* Testo di lettura:
┄┄┄┄┄┄

La gestione di queste risorse è stata automatizzata per essere eseguita su larga scala su tutto ciò che si connette all’IT aziendale: dai PC domestici che accedono alla rete aziendale fino ai servizi cloud, ai contenitori software e ad altre risorse che vivono sulla rete e creano dati, come dispositivi “Internet of Things” connessi.
Tutti questi dispositivi devono essere tracciati e tale tracciamento deve avvenire il più possibile in tempo reale.
Mentre la pianificazione delle scansioni avrebbe potuto essere sufficiente in passato, gli ambienti distribuiti di oggi possono cambiare così rapidamente che i potenziali problemi devono essere scoperti al più presto.
La scansione delle vulnerabilità deve quindi avvenire ininterrottamente.
Anche l’applicazione delle patch deve avvenire più velocemente possibile, i dipendenti possono essere ovunque e lavorare su qualsiasi dispositivo.
Il processo di implementazione e correzione deve far parte dell’intero approccio alla gestione delle vulnerabilità, poiché le patch dovrebbero essere inviate dal centro a tutti gli utenti e attivate automaticamente.
Anche l’assegnazione delle priorità sull’applicazione delle patch deve evolversi di continuo per soddisfare le esigenze specifiche dell’azienda.
Definire quali patch hanno la massima priorità non è un approccio “taglia unica”.

┄┄┄┄┄┄

* Contenuto del dataset:
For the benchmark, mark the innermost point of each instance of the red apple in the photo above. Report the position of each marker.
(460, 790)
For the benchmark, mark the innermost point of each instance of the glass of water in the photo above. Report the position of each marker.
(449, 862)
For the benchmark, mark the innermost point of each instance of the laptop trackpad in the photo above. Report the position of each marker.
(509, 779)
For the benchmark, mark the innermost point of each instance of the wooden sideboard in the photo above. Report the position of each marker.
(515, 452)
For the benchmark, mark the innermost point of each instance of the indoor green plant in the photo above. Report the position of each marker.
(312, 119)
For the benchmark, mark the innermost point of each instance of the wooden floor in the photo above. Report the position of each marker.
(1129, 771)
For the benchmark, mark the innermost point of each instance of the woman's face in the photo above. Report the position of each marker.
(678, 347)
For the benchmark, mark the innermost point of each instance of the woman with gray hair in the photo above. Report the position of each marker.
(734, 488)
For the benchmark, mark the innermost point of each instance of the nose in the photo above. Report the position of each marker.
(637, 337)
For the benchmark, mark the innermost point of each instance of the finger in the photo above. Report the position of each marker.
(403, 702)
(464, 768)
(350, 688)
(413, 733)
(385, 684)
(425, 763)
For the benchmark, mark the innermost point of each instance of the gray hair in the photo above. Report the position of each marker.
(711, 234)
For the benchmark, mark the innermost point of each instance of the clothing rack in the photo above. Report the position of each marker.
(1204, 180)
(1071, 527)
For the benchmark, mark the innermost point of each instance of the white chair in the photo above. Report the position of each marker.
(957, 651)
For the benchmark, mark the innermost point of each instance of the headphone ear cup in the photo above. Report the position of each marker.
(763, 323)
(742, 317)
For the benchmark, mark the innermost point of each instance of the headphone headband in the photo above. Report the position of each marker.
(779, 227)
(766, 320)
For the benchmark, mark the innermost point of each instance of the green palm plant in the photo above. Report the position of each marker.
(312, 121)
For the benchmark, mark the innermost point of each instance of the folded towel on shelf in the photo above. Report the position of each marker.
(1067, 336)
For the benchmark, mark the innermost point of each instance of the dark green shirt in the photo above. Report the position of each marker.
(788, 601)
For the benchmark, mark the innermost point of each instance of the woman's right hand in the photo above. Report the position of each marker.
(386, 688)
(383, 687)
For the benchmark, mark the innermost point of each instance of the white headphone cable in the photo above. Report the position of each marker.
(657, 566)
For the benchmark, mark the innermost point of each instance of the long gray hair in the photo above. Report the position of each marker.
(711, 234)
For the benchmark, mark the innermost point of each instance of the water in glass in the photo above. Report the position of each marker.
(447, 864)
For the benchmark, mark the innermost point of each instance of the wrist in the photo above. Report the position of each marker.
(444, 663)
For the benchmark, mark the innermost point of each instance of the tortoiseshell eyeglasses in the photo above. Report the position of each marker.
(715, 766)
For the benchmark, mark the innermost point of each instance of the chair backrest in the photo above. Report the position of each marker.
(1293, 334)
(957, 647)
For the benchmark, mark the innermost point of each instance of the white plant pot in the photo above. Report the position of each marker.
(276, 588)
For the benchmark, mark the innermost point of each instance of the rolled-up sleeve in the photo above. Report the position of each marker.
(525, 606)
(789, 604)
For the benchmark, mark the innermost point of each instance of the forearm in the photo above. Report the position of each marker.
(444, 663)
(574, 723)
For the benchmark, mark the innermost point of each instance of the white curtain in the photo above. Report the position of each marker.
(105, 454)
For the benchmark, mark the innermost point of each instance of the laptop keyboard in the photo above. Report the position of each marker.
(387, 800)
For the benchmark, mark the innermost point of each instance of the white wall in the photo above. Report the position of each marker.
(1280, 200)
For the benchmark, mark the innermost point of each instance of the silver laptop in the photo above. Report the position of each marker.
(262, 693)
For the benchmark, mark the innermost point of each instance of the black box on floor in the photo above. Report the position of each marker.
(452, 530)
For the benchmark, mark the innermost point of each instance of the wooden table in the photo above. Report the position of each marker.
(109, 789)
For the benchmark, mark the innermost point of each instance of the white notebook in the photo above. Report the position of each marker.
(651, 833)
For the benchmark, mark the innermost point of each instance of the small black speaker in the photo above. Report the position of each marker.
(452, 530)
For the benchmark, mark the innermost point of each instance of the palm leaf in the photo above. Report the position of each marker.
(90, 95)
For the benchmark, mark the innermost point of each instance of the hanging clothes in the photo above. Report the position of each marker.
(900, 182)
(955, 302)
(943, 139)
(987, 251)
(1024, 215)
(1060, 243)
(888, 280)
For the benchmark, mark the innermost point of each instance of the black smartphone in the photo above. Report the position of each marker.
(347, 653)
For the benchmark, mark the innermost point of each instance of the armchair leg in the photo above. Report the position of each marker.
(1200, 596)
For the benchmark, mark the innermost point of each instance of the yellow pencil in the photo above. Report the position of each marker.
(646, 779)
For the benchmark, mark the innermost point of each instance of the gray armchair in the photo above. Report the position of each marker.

┄┄┄┄┄┄

* Serie di esercizi:
(A) Trascrivi dal testo sulla gestione delle vulnerabilità il passo che va da "Il processo di" a "esigenze specifiche dell’azienda.".
(B) Rispondi a queste domande sul testo sulla gestione delle vulnerabilità:
(i) Con quale frequenza deve avvenire la scansione delle vulnerabilità?
(ii) Da dove dovrebbero essere inviate le patch?
(iii) Quali dispositivi connessi vengono citati come esempio di risorse che vivono sulla rete e creano dati?
(C) Prosegui il testo sulla gestione delle vulnerabilità dopo la sua ultima frase.
Le voci non hanno alcun legame con il testo sulla gestione delle vulnerabilità.

* Soluzioni degli esercizi:
(A)
Il processo di implementazione e correzione deve far parte dell’intero approccio alla gestione delle vulnerabilità, poiché le patch dovrebbero essere inviate dal centro a tutti gli utenti e attivate automaticamente.
Anche l’assegnazione delle priorità sull’applicazione delle patch deve evolversi di continuo per soddisfare le esigenze specifiche dell’azienda.

(B)
(i) Ininterrottamente.
(ii) Dal centro, a tutti gli utenti.
(iii) I dispositivi "Internet of Things" connessi.

(C)
Si devono considerare requisiti di rischio specifici relativamente alle applicazioni che sono in atto e quanto velocemente questi aggiornamenti possano essere applicati.
Ciò implica avere un dialogo efficace e costante con le aziende, su quello che rappresenta realmente un rischio per loro.
Esistono applicazioni specifiche che devono essere protette a tutti i costi? Esistono sistemi che possono attendere più a lungo poiché hanno soluzioni alternative? Ci sono ulteriori requisiti di conformità da tenere in mente?
Dopo aver risposto a queste domande, è possibile creare un framework di priorità di patch che analizzi i dati delle risorse e delle vulnerabilità di cui si dispone e classifichi tali problemi in base al rischio.
L’uso di questi dati non solo aiuta i software di sicurezza a funzionare in modo più efficiente ma può contestualizzarli per capire come si stia proteggendo l’organizzazione anche su attività più ampie.
In qualità di Chief Information Security Officer (CISO), ho rilevato che la pandemia COVID-19 ci ha costretti a riconsiderare cosa significa veramente garantire la sicurezza per le nostre organizzazioni.
Il passaggio al lavoro a distanza ci ha portato a prendere decisioni difficili.
L’impatto economico e la potenziale recessione previsti significano che la sicurezza IT dovrà fornire ulteriori prove di poter raggiungere gli obiettivi fissati.
Sebbene gli investimenti in questo settore siano stati in passato “a prova di recessione”, oggi gli analisti come Gartner prevedono che la spesa per la sicurezza del cloud continuerà a crescere, la realtà per molti CISO sarà che dovranno risparmiare su costi e rendere più efficienti i loro team.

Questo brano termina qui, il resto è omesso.